BEGIN Extracted entries

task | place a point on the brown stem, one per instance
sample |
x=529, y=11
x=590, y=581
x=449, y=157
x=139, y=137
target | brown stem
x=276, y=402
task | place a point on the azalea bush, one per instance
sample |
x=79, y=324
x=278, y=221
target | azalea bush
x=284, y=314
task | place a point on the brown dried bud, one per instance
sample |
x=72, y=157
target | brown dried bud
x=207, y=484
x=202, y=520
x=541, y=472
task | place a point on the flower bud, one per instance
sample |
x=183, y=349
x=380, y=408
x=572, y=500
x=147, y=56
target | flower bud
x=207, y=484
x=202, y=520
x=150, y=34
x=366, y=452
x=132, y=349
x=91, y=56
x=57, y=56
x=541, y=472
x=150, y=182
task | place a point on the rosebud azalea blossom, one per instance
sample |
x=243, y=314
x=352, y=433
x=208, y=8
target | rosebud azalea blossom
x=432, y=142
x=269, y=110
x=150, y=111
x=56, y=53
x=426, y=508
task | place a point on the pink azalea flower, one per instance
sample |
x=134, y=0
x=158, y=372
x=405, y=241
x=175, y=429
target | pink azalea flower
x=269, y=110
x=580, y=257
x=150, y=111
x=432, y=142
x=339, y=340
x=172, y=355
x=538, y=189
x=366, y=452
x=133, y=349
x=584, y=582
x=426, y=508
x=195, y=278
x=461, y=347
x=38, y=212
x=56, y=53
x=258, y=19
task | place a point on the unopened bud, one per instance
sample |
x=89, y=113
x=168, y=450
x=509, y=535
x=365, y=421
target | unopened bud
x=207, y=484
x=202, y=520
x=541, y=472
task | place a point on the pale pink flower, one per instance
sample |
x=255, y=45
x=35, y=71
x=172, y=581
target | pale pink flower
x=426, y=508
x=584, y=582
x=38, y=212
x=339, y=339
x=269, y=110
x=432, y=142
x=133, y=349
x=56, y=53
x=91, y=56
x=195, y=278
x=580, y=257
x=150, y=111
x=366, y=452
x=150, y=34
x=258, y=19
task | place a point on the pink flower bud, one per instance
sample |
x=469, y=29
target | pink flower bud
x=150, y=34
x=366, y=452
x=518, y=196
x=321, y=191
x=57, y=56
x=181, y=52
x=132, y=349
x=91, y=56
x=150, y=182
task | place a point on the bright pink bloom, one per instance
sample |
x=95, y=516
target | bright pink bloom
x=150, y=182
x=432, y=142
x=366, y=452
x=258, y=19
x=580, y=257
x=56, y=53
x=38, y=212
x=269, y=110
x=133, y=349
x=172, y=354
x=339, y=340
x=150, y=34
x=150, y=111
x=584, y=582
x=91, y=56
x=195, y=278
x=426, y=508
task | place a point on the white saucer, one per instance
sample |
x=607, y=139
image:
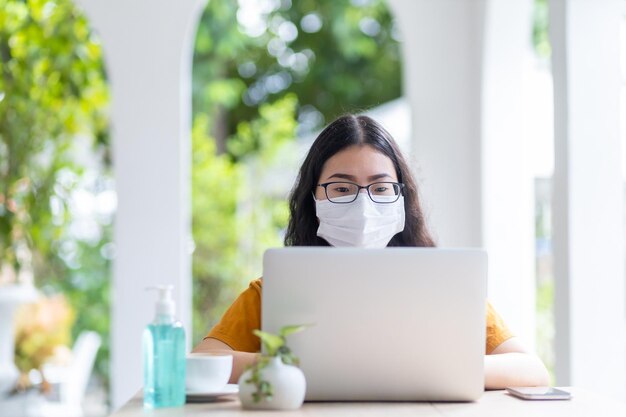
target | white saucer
x=212, y=395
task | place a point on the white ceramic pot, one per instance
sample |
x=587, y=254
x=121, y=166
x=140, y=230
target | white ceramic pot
x=288, y=387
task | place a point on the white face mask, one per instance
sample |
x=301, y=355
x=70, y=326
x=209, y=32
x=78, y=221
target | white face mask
x=361, y=223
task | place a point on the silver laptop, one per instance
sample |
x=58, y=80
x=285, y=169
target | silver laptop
x=394, y=324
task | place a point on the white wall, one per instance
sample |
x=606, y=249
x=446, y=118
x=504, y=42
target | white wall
x=588, y=195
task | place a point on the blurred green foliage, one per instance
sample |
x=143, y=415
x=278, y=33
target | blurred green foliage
x=540, y=32
x=53, y=104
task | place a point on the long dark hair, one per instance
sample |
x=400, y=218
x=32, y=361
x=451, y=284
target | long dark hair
x=346, y=131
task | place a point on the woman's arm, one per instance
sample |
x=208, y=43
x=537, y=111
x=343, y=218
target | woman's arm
x=240, y=359
x=510, y=365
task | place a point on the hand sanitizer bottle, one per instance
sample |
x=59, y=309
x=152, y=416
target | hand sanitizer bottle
x=164, y=355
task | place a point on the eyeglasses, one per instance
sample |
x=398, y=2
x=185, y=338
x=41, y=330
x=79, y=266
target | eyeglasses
x=347, y=192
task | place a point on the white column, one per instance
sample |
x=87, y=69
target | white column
x=443, y=45
x=507, y=179
x=148, y=47
x=588, y=196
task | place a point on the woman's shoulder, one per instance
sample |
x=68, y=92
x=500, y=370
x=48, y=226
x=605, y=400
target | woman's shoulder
x=256, y=285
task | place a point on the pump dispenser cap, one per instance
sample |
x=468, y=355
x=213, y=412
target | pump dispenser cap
x=165, y=305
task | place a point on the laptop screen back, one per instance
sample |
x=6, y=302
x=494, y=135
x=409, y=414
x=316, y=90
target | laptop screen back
x=397, y=324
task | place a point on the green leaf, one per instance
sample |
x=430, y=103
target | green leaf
x=287, y=330
x=271, y=342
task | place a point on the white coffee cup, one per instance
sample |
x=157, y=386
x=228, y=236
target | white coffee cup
x=207, y=372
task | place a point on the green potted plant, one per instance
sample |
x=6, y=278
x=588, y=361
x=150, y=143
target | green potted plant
x=274, y=381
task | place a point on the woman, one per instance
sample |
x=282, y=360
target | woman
x=355, y=189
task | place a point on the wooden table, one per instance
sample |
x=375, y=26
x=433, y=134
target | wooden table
x=491, y=404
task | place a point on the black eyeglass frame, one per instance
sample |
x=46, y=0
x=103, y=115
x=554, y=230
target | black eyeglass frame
x=359, y=188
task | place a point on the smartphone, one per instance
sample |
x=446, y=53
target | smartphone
x=539, y=393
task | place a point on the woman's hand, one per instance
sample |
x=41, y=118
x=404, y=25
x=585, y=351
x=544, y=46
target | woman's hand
x=510, y=365
x=241, y=360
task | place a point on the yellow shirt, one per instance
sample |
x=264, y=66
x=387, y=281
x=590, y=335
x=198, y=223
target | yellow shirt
x=244, y=315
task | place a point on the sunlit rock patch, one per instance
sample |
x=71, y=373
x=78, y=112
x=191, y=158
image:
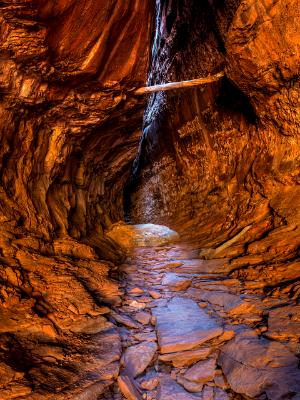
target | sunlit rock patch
x=141, y=235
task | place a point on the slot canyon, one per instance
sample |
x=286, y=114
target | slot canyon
x=149, y=242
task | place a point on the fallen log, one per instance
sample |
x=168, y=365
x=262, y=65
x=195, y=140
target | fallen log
x=179, y=85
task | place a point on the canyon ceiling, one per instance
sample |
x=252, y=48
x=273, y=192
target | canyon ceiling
x=79, y=151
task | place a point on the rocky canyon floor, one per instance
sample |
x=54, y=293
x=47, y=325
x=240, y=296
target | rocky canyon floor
x=189, y=330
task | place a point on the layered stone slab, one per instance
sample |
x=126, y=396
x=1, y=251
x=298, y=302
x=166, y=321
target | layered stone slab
x=182, y=325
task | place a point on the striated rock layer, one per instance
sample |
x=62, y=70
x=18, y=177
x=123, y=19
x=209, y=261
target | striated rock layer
x=69, y=130
x=220, y=163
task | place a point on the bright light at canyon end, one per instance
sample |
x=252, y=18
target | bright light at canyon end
x=149, y=200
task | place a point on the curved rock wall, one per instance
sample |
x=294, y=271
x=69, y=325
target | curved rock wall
x=220, y=163
x=69, y=130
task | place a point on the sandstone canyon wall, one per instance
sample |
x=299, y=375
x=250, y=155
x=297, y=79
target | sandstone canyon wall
x=69, y=130
x=220, y=163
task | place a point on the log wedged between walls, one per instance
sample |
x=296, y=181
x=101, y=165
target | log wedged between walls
x=216, y=160
x=69, y=130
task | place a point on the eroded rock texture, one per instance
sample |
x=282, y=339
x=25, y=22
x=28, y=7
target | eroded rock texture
x=69, y=130
x=221, y=162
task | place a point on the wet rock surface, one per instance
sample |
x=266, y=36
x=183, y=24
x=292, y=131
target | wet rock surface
x=194, y=346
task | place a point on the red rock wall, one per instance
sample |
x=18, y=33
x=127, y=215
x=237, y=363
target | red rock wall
x=219, y=158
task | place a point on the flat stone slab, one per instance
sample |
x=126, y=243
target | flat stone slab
x=284, y=323
x=138, y=357
x=186, y=358
x=175, y=282
x=203, y=371
x=170, y=390
x=254, y=366
x=182, y=325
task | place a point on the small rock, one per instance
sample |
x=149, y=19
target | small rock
x=154, y=294
x=124, y=320
x=143, y=317
x=192, y=387
x=150, y=384
x=220, y=382
x=137, y=304
x=136, y=290
x=175, y=282
x=170, y=390
x=128, y=388
x=138, y=357
x=186, y=358
x=203, y=371
x=220, y=394
x=208, y=393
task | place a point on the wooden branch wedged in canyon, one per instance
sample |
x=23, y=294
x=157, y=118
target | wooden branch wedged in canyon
x=179, y=85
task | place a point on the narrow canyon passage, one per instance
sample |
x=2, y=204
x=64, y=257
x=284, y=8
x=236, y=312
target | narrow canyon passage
x=210, y=307
x=189, y=330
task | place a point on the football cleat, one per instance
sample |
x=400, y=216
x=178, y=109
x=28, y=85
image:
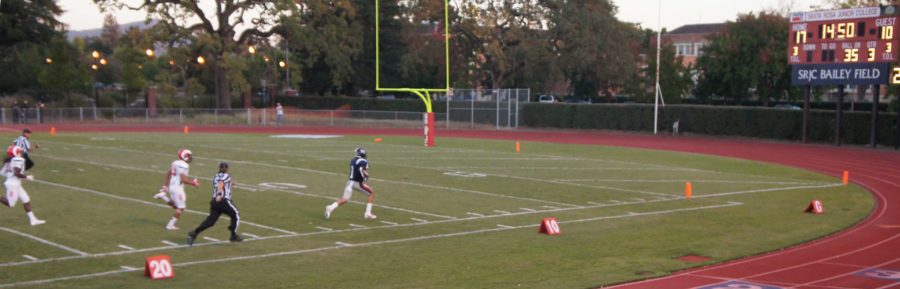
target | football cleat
x=191, y=237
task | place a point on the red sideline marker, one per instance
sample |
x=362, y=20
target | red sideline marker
x=815, y=207
x=158, y=267
x=550, y=227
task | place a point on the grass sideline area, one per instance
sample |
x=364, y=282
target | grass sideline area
x=461, y=215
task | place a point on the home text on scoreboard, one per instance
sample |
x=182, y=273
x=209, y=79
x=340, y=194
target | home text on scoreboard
x=850, y=46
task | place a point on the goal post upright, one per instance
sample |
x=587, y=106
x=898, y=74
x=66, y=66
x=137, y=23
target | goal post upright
x=423, y=93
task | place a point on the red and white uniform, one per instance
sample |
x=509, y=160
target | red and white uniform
x=176, y=187
x=14, y=190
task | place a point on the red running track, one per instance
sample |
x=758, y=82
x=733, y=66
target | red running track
x=864, y=256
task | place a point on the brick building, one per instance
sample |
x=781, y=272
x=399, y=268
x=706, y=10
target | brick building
x=689, y=40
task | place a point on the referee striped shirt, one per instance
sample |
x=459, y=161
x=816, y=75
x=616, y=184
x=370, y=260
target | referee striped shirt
x=23, y=143
x=222, y=177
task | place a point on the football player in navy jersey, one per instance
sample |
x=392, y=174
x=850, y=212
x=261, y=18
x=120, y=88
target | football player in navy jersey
x=359, y=173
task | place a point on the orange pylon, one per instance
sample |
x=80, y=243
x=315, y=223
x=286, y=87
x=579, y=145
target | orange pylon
x=688, y=190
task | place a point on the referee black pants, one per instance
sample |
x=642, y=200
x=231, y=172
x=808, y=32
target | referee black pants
x=216, y=209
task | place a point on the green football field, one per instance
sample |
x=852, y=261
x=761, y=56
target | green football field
x=461, y=215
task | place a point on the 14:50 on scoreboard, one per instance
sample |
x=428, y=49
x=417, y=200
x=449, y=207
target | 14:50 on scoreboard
x=859, y=38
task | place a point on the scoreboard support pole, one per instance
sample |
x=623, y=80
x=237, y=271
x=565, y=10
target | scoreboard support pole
x=806, y=95
x=876, y=94
x=839, y=114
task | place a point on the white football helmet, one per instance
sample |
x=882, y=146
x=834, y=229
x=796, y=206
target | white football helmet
x=184, y=154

END Extracted entries

__What to do__: After locating the line with "target | white ceramic pot" above, return that line and every later line through the one with "x=282, y=360", word for word and with nothing else.

__Response to the exercise__:
target | white ceramic pot
x=288, y=387
task | place a point on the white face mask, one per instance
sample |
x=301, y=355
x=70, y=326
x=209, y=32
x=78, y=221
target | white face mask
x=361, y=223
task | place a point on the silver laptop, one per instance
sample |
x=58, y=80
x=285, y=169
target | silver laptop
x=394, y=324
task | place a point on the white wall, one per instance
sample |
x=606, y=249
x=446, y=118
x=504, y=42
target | white wall
x=588, y=195
task | place a point on the blurred green foliage, one per instance
sample |
x=143, y=415
x=278, y=33
target | blurred green foliage
x=540, y=32
x=53, y=104
task | place a point on the long dark hair, one per instance
sample |
x=400, y=218
x=32, y=361
x=451, y=284
target | long dark hair
x=346, y=131
task | place a point on the woman's arm, one per instance
sample |
x=208, y=43
x=537, y=111
x=343, y=218
target | woman's arm
x=240, y=359
x=510, y=365
task | place a point on the hand sanitizer bottle, one per instance
sample |
x=59, y=309
x=152, y=416
target | hand sanitizer bottle
x=164, y=355
task | place a point on the eyeglasses, one per instance
sample |
x=398, y=2
x=185, y=338
x=41, y=330
x=79, y=266
target | eyeglasses
x=347, y=192
task | place a point on the white column, one per instance
sample |
x=87, y=69
target | white column
x=443, y=45
x=507, y=179
x=148, y=47
x=588, y=196
task | place a point on the woman's shoulder, one per instance
sample |
x=68, y=92
x=500, y=370
x=48, y=226
x=605, y=400
target | woman's shoulder
x=256, y=285
task | place a point on the pump dispenser cap, one per instance
sample |
x=468, y=355
x=213, y=412
target | pump dispenser cap
x=165, y=305
task | place a point on the laptop screen back, one per instance
sample |
x=6, y=302
x=494, y=135
x=409, y=414
x=316, y=90
target | laptop screen back
x=397, y=324
task | place a point on the green leaf, one per instance
sample |
x=430, y=103
target | green leaf
x=287, y=330
x=271, y=342
task | place a point on the white coffee cup, one per instance
sample |
x=157, y=386
x=228, y=236
target | white coffee cup
x=207, y=372
task | place a point on the green potted plant, one per instance
sample |
x=6, y=278
x=588, y=361
x=150, y=143
target | green potted plant
x=274, y=381
task | place a point on the woman, one per instance
sample |
x=282, y=360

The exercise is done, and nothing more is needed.